● YOUR TASK
Reproduce all the lines exactly as they stand, apart from the pictures.

====== DATA SUPPLIED

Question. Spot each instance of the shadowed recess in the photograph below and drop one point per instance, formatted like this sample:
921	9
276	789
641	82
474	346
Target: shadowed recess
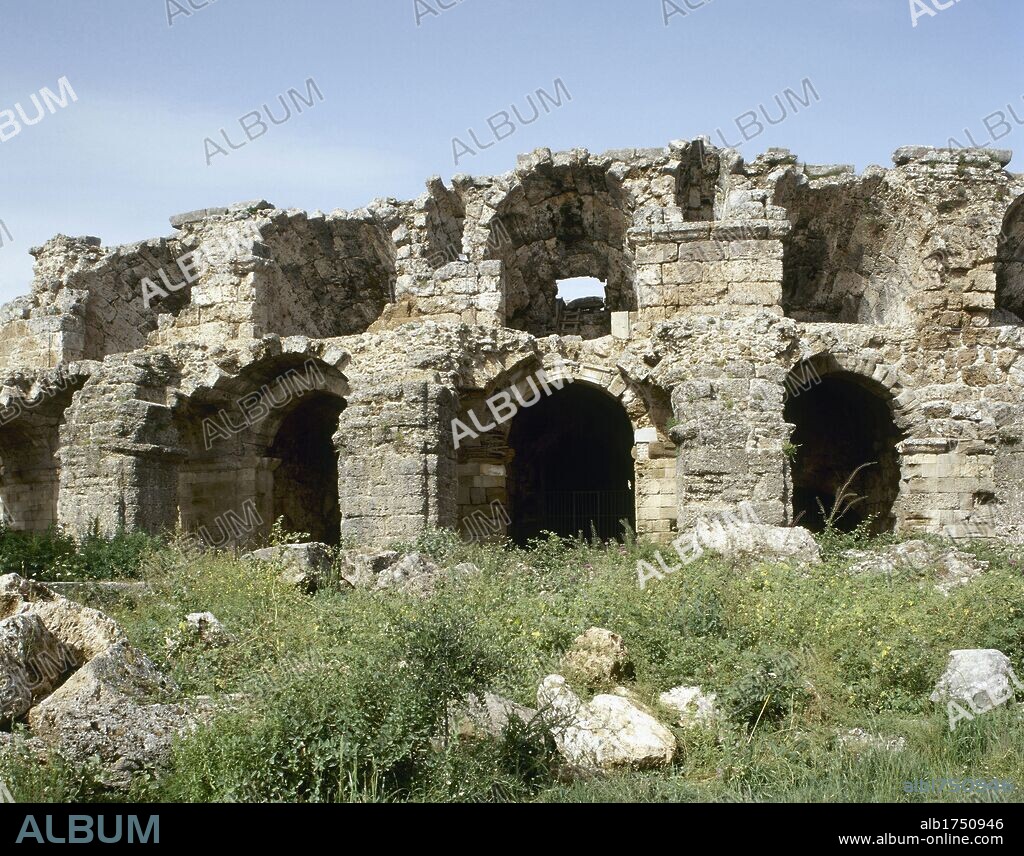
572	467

============

● RESULT
Question. Spot each instance of the shadowed recess in the photograph below and drop one point per instance, formatted like this sample:
921	9
276	789
641	82
474	346
Target: shadowed recess
572	467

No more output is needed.